44 years ago today, April 4, 1970, I was on an airplane headed to Fort Leonard Wood in Missouri to report for basic training. I had lost my college deferment for the draft after leaving school, having decided that 2 1/2 years of alcohol and drugs was not a good foundation for the future. I had hoped that the new draft lottery, which began in December 1969, would allow me to circumnavigate the issue of the Vietnam War. I won the lottery, birthday #1 - September 14.

My plane trip that day was the beginning of my active duty stint for the National Guard. It was my side step around the war. In those days, the Guard did not go overseas. We stayed at home. It was not like really being a soldier, I thought. I was going to be a clerk-typist. Then, while I was in basic training, 4 students were killed at Kent State University in Ohio by National Guardsmen. I had 2 friends from school who were in the process of applying for, and ultimately received, status as conscientious objectors. They were serious about it. Both went to work in the Peace Corps. They asked about the feeling among those of us who were active duty Guardsmen, what was the consensus about the killings at Kent State. Inwardly, I thought it was a tragedy, but I was relieved that I was going to be a clerk-typist.

While I feigned opposition to the war, I did not take any action or even participate in anti-war demonstrations. When my draft number came up, I was terrified. I believed that fear would get me killed. I had seen enough war on TV and in the movies to know that is what happened to cowards. That is the truth.

I finally got out of the Guard a few years later, before my 6-year-enlistment was finished. I simply stopped going. I received a phone call one day from a career sergeant at the Armory in East Orange, NJ. That is where my unit was. As a sidebar, today that building is a Mosque. The sergeant told me that he did not feel like going through all the paperwork that was required for me - AWOL and eventual court martial. He offered me a deal. Turn in my equipment, and he would get me processed out with a general discharge. I thought I outsmarted the Army. I was wrong.

▶ _Source excerpt_:
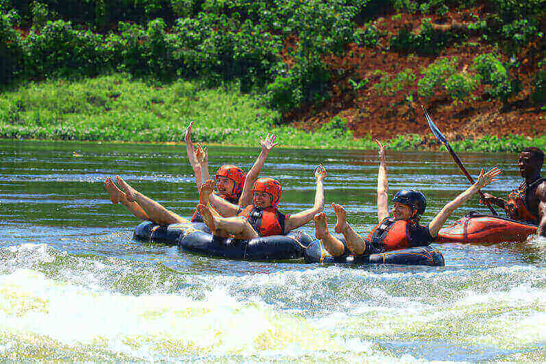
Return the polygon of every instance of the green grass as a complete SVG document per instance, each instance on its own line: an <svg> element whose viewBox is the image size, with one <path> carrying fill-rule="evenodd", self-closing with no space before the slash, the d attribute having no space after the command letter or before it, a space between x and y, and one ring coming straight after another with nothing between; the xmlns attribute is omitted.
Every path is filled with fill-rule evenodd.
<svg viewBox="0 0 546 364"><path fill-rule="evenodd" d="M31 82L5 90L0 97L0 138L131 142L183 142L190 121L193 139L208 143L256 145L274 132L282 145L310 148L375 149L369 138L355 139L337 118L310 133L279 125L278 112L263 96L245 95L236 84L207 88L199 82L171 84L114 74L78 81ZM517 151L544 145L528 140L488 137L456 142L458 150ZM393 149L423 149L417 135L396 136Z"/></svg>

▶ _Complete the following_:
**a.** In the National Guard memoir, what draft lottery number did the writer's birthday draw?
**b.** Name every U.S. state mentioned in the National Guard memoir.
**c.** Write the next part of the National Guard memoir, starting right after its final sentence.

▶ _Written responses_:
**a.** Number 1, for the September 14 birthday.

**b.** Missouri, Ohio, NJ

**c.**
I will continue to carry a good deal of shame because of my failure to stand up for either side during the Vietnam War. I will always admire the real courage of the young men and women who served in Vietnam, whether it was by choice or not. War is the worst of all wrongs. But soldiers do what they are told. They do not get to choose. Some that I know who went believed in serving. Some were killed in combat. Some came home and do not talk about it.

Those of you who served in Vietnam went there so that I did not have to. You stood in front of me and shielded me with your limbs and your lives and your sanity and your youth and your innocence. I can never know the suffering you endured on my behalf.

My letter is prompted by an article I read in The Veteran on the VVAW site. It is from Fall 2012; Volume 42, Number 2. It is entitled, "Thank You for Your Service." It was written by Bill Ehrhart, an honorably-discharged former Marine sergeant with a Purple Heart Medal, a Navy Combat Action Ribbon, and two Presidential Unit Citations. At the end of his letter he says, "Instead of thanking our servicemen and women for their service, perhaps we ought to be asking less service from them and more service from ourselves." I believe he is correct.

It has taken me 44 years to acknowledge my complicity in the Vietnam War and the debt I owe to those who served in my place. I do not expect that a letter or a thank you will change anything, but it is a beginning.


Joseph Guastella is not a veteran. He joined the National Guard in April 1970 and received a general discharge about 5 years later. He has lived in Bergen County in New Jersey all his life.